▶ **What to do**
Convert everything from the line containing "Target: dark green suv" down to the final line of the entries below into a Markdown table with the columns Row and Line. Give each line its own row, number the rows in order, and omit blank lines.

[Point placement entries]
--------

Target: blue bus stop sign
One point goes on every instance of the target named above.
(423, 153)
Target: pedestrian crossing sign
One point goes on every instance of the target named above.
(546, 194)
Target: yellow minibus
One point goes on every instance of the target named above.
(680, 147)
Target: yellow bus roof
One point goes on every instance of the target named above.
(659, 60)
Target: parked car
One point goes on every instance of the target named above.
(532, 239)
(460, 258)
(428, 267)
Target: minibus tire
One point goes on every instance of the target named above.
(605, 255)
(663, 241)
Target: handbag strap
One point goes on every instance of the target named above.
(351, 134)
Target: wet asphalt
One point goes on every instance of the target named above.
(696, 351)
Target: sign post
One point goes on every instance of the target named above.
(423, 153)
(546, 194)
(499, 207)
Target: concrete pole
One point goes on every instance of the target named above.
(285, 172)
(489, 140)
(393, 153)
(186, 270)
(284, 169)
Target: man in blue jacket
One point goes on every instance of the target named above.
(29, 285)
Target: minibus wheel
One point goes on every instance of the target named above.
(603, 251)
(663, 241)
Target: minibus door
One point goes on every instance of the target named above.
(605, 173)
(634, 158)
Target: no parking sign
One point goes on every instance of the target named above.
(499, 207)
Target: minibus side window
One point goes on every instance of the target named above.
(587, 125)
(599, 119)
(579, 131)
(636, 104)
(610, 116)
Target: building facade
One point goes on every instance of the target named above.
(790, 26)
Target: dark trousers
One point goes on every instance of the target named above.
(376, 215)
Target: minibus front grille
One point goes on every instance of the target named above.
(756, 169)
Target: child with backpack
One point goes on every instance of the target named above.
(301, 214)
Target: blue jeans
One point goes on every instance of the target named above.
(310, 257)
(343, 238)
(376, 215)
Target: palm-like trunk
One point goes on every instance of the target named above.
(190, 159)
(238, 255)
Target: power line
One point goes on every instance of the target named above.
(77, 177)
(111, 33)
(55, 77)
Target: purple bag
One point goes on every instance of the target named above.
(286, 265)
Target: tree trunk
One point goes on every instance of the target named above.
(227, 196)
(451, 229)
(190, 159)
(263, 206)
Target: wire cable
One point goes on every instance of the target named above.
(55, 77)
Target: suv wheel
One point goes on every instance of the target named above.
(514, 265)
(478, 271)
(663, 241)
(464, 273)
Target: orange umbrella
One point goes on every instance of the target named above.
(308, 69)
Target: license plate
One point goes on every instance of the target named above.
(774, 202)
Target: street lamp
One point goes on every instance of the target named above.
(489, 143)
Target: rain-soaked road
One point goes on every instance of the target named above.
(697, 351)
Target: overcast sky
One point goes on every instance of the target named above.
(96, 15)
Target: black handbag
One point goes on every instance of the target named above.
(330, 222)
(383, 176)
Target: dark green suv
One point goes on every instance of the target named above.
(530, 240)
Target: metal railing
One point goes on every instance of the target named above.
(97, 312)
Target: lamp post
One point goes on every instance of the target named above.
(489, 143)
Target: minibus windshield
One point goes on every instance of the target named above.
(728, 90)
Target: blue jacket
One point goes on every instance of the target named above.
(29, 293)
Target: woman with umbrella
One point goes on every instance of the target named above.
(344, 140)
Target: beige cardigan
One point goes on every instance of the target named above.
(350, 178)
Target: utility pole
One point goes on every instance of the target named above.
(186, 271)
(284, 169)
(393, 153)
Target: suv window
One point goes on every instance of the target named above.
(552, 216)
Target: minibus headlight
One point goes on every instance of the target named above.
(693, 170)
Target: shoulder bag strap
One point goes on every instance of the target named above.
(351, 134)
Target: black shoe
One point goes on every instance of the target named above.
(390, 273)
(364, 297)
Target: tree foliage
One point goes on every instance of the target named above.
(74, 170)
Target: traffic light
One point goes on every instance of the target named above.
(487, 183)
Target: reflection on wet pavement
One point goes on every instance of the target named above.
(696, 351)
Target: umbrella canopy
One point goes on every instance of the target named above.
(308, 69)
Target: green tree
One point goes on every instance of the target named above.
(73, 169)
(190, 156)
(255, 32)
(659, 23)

--------

▶ **Exercise solution**
| Row | Line |
|---|---|
| 1 | Target: dark green suv |
| 2 | One point goes on every instance of the target named above. |
| 3 | (530, 240) |
| 4 | Target: metal railing |
| 5 | One point goes on every instance of the target named above. |
| 6 | (97, 312) |
| 7 | Target: lamp post |
| 8 | One point goes on every instance of the target named above. |
| 9 | (489, 143) |
| 10 | Target: minibus windshield |
| 11 | One point goes on every instance of the target named above. |
| 12 | (728, 90) |
| 13 | Target: blue jacket |
| 14 | One point goes on every instance of the target named above. |
| 15 | (29, 293) |
| 16 | Target: woman with umbrella |
| 17 | One point goes on every instance of the target named above. |
| 18 | (344, 140) |
| 19 | Target: beige cardigan |
| 20 | One point goes on every instance of the target named above. |
| 21 | (350, 178) |
| 22 | Target: utility pole |
| 23 | One point goes on every instance of the target named above. |
| 24 | (186, 271) |
| 25 | (284, 169) |
| 26 | (393, 153) |
| 27 | Target: suv window |
| 28 | One point goes on every instance of the target named above. |
| 29 | (552, 216) |
| 30 | Target: minibus headlight |
| 31 | One point goes on every instance of the target named above. |
| 32 | (693, 170) |
| 33 | Target: shoulder bag strap |
| 34 | One point goes on every instance of the target named above. |
| 35 | (351, 134) |
| 36 | Target: black shoe |
| 37 | One point goes on every instance of the target named above. |
| 38 | (390, 273) |
| 39 | (364, 297) |
| 40 | Target: tree foliage |
| 41 | One point goes on every instance of the target named above. |
| 42 | (74, 170) |
| 43 | Target: traffic light |
| 44 | One point goes on every instance of the target named above. |
| 45 | (487, 183) |
| 46 | Target: reflection on wet pavement |
| 47 | One point goes on every instance of the target named above. |
| 48 | (696, 351) |
| 49 | Target: umbrella canopy |
| 50 | One point goes on every instance of the target named above. |
| 51 | (308, 69) |
| 52 | Target: green tree |
| 53 | One point goes on every instance of the target named above. |
| 54 | (73, 169) |
| 55 | (190, 156) |
| 56 | (255, 32) |
| 57 | (659, 23) |